RECORDS SUPPLIED START
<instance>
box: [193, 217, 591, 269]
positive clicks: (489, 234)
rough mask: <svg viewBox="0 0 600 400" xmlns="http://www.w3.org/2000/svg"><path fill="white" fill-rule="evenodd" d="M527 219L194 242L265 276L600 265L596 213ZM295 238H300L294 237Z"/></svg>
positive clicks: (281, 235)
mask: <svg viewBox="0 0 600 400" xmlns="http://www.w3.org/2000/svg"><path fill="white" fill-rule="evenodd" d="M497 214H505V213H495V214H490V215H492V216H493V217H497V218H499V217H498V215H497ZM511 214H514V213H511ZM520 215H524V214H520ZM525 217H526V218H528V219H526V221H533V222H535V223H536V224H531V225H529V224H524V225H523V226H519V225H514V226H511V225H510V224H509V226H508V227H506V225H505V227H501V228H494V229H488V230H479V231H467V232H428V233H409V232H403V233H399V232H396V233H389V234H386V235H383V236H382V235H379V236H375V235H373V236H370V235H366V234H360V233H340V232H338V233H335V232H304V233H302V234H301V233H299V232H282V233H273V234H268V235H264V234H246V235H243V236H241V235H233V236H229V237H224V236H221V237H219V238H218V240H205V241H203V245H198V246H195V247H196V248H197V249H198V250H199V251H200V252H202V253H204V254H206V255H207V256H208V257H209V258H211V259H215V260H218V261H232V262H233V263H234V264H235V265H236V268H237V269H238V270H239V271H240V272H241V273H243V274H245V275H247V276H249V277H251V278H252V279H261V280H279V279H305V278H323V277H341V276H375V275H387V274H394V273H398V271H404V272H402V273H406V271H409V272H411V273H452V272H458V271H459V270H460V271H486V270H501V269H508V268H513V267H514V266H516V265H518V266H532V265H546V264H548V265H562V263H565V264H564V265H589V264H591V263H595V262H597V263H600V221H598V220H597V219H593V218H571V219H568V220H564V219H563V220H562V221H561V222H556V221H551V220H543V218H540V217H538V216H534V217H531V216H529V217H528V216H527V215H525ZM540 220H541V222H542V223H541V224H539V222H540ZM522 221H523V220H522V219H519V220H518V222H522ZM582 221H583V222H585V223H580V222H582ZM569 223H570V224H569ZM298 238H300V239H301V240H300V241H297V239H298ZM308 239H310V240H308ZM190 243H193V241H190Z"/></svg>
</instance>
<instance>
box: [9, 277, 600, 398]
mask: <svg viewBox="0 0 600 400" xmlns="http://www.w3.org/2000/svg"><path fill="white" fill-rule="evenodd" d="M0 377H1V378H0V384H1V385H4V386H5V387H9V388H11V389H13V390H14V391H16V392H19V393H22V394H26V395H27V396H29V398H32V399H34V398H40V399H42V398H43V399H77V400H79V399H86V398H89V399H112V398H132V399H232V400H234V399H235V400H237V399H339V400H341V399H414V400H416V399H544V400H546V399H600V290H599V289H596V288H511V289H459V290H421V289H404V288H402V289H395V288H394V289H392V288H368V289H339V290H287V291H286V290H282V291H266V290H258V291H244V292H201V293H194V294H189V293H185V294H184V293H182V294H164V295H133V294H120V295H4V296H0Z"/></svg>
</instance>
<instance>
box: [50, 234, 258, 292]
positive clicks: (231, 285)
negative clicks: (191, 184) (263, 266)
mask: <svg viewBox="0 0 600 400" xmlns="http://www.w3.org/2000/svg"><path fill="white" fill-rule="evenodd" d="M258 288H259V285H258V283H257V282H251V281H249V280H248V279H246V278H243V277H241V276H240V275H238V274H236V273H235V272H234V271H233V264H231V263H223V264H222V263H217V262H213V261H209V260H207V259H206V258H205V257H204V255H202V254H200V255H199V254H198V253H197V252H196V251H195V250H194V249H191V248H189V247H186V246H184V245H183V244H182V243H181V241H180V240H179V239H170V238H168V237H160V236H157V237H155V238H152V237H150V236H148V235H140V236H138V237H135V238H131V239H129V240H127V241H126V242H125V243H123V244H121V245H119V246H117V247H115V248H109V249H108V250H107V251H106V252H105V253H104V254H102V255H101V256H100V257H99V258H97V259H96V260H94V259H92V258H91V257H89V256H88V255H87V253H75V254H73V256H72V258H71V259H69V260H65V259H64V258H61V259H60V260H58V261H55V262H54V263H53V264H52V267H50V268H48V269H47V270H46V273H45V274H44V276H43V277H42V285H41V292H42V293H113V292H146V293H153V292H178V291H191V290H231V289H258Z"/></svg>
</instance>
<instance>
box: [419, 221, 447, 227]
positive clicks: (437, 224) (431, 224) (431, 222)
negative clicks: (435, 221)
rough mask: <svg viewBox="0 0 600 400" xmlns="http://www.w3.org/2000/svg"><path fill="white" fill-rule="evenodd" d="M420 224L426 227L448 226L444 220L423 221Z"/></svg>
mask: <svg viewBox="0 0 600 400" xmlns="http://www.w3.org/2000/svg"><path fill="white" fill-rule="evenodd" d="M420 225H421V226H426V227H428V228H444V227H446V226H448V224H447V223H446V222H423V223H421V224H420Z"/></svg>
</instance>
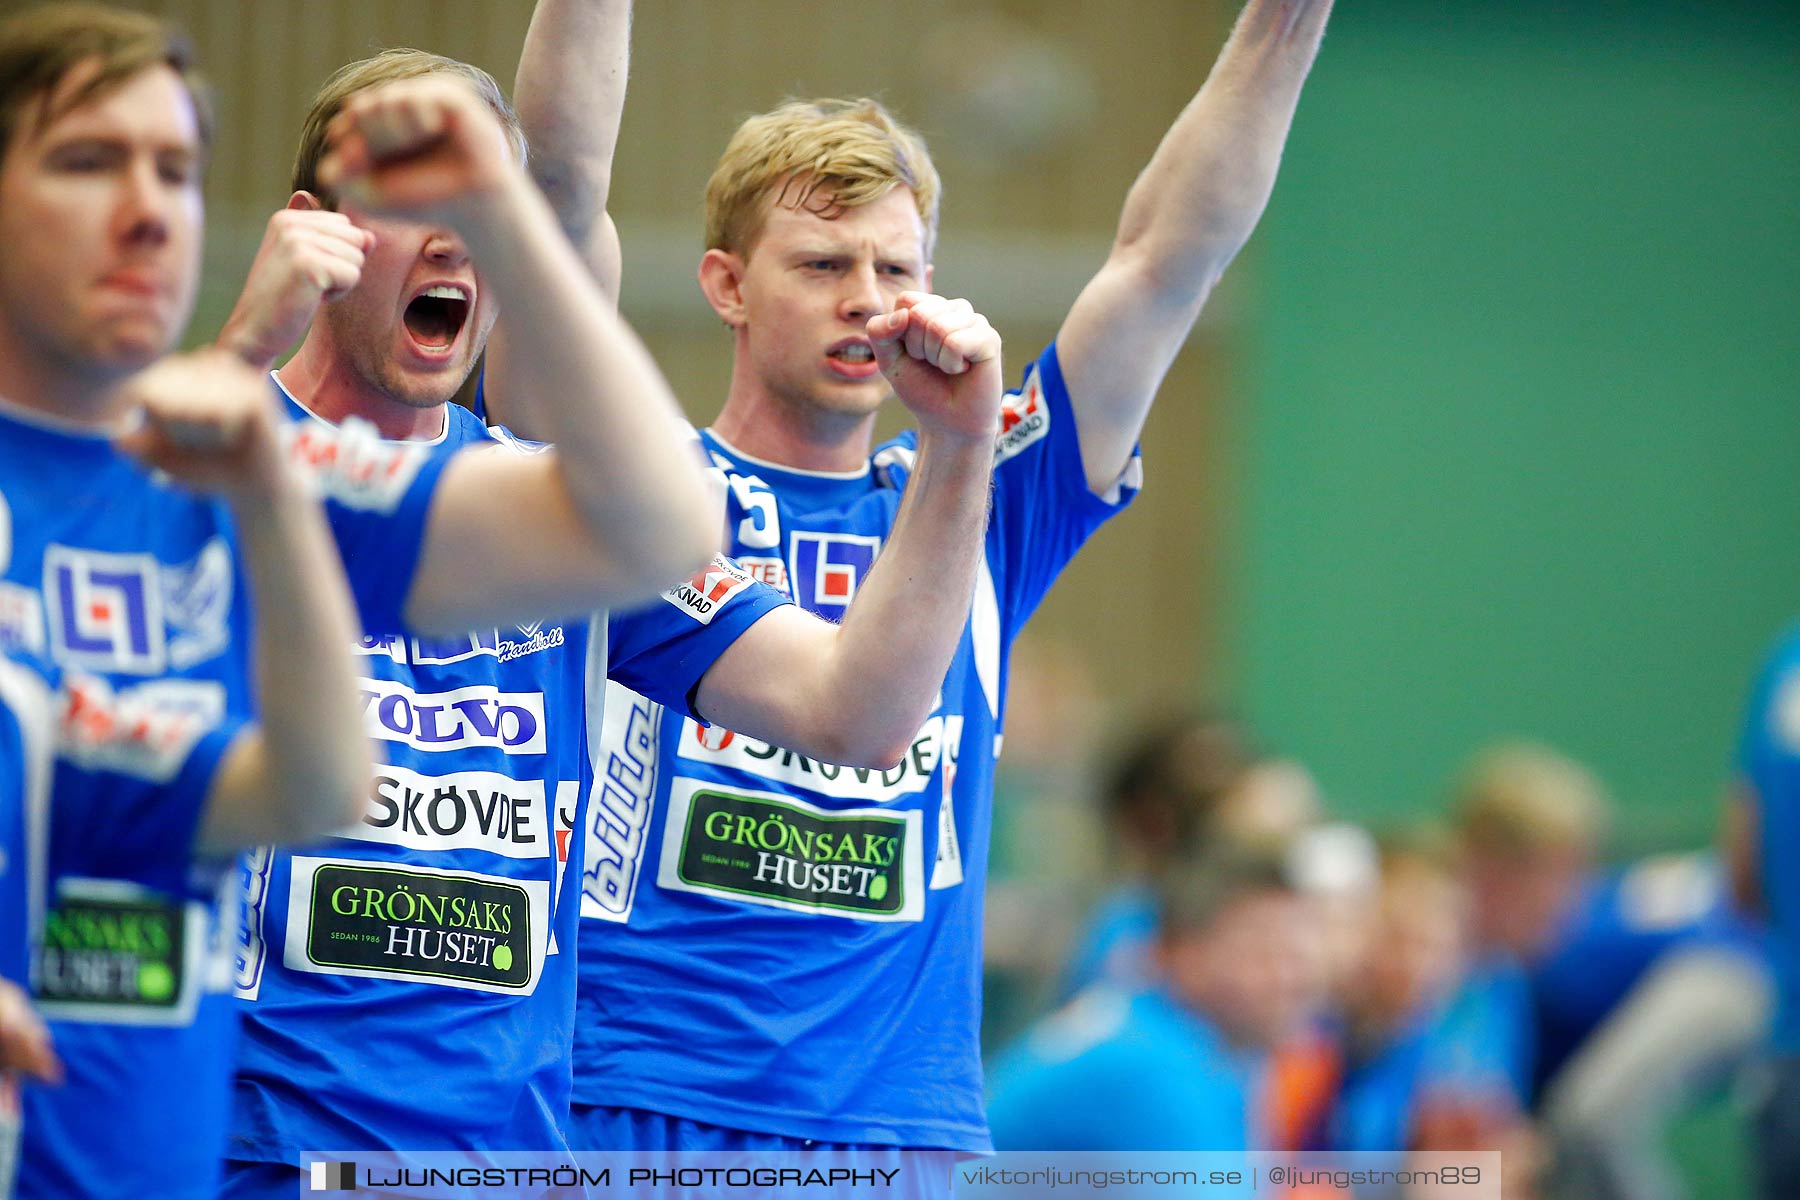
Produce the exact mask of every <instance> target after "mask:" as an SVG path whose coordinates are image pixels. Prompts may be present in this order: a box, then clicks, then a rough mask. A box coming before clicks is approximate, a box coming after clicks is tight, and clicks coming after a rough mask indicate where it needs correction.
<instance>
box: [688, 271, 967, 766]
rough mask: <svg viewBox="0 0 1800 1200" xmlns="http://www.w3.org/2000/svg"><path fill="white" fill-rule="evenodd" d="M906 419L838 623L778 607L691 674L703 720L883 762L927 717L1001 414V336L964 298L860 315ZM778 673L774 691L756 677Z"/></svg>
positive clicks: (815, 751) (718, 724)
mask: <svg viewBox="0 0 1800 1200" xmlns="http://www.w3.org/2000/svg"><path fill="white" fill-rule="evenodd" d="M869 340H871V342H873V344H875V356H877V362H880V365H882V371H884V372H886V374H887V380H889V383H893V389H895V394H896V396H900V399H902V403H905V407H907V408H909V410H911V412H913V416H914V417H916V419H918V461H916V462H914V468H913V475H911V479H909V480H907V488H905V498H904V502H902V504H900V513H898V516H896V520H895V527H893V533H891V534H889V538H887V545H886V547H884V549H882V552H880V558H878V560H877V561H875V569H873V570H871V572H869V578H868V579H866V581H864V583H862V587H859V588H857V597H855V601H853V603H851V604H850V612H848V613H846V615H844V622H842V624H841V626H839V624H830V622H826V621H819V619H817V617H812V615H810V613H805V612H801V610H797V608H778V610H774V612H770V613H769V615H767V617H763V619H761V621H758V622H756V624H752V626H751V628H749V630H747V631H745V633H743V637H740V639H738V640H736V642H733V646H731V648H729V649H727V651H725V653H724V655H720V658H718V662H715V664H713V667H711V669H709V671H707V673H706V676H704V678H702V680H700V689H698V694H697V703H698V709H700V714H702V716H706V720H707V721H713V723H718V725H724V727H725V729H733V730H738V732H745V734H749V736H752V738H758V739H765V741H772V743H776V745H779V747H785V748H788V750H797V752H801V754H806V756H808V757H817V759H821V761H826V763H841V765H846V766H882V768H886V766H893V765H895V763H898V761H900V757H902V756H904V754H905V748H907V747H909V745H911V743H913V738H914V736H916V734H918V727H920V725H922V723H923V721H925V718H927V716H931V709H932V705H934V702H936V696H938V689H940V687H941V685H943V676H945V673H947V671H949V669H950V657H952V655H954V653H956V644H958V640H959V639H961V635H963V624H965V622H967V621H968V606H970V601H972V597H974V590H976V569H977V563H979V561H981V549H983V533H985V531H986V515H988V482H990V477H992V473H994V435H995V434H997V430H999V410H1001V342H999V335H997V333H994V329H992V326H988V322H986V320H985V318H983V317H981V315H977V313H976V311H974V309H972V308H970V306H968V302H967V300H945V299H941V297H932V295H923V293H918V291H905V293H902V295H900V297H898V300H896V306H895V309H893V311H889V313H880V315H877V317H871V318H869ZM774 678H779V680H781V685H779V687H770V685H769V680H774Z"/></svg>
RECORDS SUPPLIED END
> **YOUR OBJECTIVE**
Above are some entries. Restate word for word the lines from the one holding "224L426 227L448 226L444" through the one holding "box: [688, 271, 967, 766]", but not the pictures.

> **RESULT FOR THIS TASK**
rough mask: <svg viewBox="0 0 600 400" xmlns="http://www.w3.org/2000/svg"><path fill="white" fill-rule="evenodd" d="M420 224L426 227L448 226L444 220L423 221Z"/></svg>
mask: <svg viewBox="0 0 600 400" xmlns="http://www.w3.org/2000/svg"><path fill="white" fill-rule="evenodd" d="M420 225H421V226H426V227H428V228H444V227H446V226H448V224H447V223H446V222H423V223H421V224H420Z"/></svg>
</instance>
Produce the exact mask of every <instance> target after "mask:" as an SVG path whose coordinates are image pixels. Prompts may be present in this order: a box, then clicks, then a rough mask. A box coming before clicks is approximate, a box coming after clicks is tight, and clicks coming after a rough mask indicate where it needs correction.
<instance>
box: [688, 271, 967, 766]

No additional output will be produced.